TASK DETAILS:
When you return the entries, keep every word and mark exactly as it is.
-------- DATA TO PROCESS --------
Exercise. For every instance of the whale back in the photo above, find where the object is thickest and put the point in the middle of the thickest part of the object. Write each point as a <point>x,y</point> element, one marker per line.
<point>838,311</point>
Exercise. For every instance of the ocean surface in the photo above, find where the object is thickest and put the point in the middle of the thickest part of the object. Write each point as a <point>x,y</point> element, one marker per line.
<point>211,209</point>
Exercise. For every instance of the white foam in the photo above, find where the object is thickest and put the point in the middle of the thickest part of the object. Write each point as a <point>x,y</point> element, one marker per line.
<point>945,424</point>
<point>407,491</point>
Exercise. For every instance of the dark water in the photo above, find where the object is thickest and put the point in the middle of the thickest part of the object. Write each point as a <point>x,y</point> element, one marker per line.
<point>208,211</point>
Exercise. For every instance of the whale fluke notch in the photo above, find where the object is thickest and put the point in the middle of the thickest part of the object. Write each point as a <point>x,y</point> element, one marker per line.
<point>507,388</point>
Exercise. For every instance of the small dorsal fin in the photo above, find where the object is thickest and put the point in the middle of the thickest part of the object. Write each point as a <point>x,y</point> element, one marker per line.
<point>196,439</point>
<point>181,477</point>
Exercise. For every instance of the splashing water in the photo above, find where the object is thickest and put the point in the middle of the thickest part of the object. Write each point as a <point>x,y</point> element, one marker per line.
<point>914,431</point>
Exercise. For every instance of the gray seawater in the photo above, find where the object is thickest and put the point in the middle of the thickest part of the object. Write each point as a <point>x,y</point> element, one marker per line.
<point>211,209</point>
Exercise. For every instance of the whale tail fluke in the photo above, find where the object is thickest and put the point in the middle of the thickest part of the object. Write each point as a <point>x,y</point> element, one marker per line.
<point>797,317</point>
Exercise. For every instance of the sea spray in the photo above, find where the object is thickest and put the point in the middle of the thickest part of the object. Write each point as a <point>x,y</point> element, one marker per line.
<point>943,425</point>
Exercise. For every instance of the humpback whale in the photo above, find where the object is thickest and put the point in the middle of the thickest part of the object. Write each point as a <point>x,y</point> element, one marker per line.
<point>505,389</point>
--------
EXERCISE OUTPUT:
Exercise. For every instance of the whale back in the photo above, find where the object is thickest and put the point in the middle of the thickest part of the object. Write each point as a <point>x,y</point> element, one marker per line.
<point>838,311</point>
Exercise. For every instance of the ocean surface in the photo above, find where the object is thickest and put the point in the middle of the thickest part of the object. Write each point as a <point>x,y</point> element, one marker per line.
<point>211,209</point>
Exercise. For every instance of the white foam in the photo above, find where the object is thickest and put the point in the middle of the thickest part of the object. Write each point as a <point>x,y</point> element, one marker per line.
<point>945,424</point>
<point>407,491</point>
Exercise. For every instance of the dark water in the photo above, find where the object is thickest and put the point in the middle of the thickest part of the object. Write each point as a <point>x,y</point> element, one marker per line.
<point>208,211</point>
Exercise. For every instance of the whale fluke notch in the photo above, find where the object is thickest and put the point in the middle of the thickest part of the object. Write each point as a <point>x,y</point> element, one marker per line.
<point>507,388</point>
Exercise. For every instance of the small dorsal fin in the photo above, find where the object is thickest and put the point in the middle of the thickest part of the object. Write each point as a <point>x,y</point> element, one marker per line.
<point>196,439</point>
<point>181,477</point>
Exercise. For every instance of the splashing water in the photo above, find where the object is thickest and put the point in the middle of the thickest part of the object. Write each point as a <point>x,y</point> element, one marker per line.
<point>914,431</point>
Exercise. For every instance of the gray seawater in the photo above, find where the object is thickest and put the point in the middle of the thickest part of the object. Write each point as a <point>x,y</point> element, one marker per line.
<point>211,209</point>
Exercise. For every instance of the whale tail fluke in the photo above, find where the object is thickest and put the point in the middle of the thickest part of the object. Write each point as a <point>x,y</point> element, one marker per line.
<point>797,317</point>
Exercise. For every instance of the sea spray in the photo above, find where the object is thickest and put the point in the middle of the thickest part of the object. Write each point as a <point>x,y</point> element, one marker per line.
<point>943,425</point>
Exercise. For every instance of the humpback whale in the photo above, find where the object is thickest and put the point in the middle of the thickest part of the object. Write each point as a <point>x,y</point> element, one marker per line.
<point>505,389</point>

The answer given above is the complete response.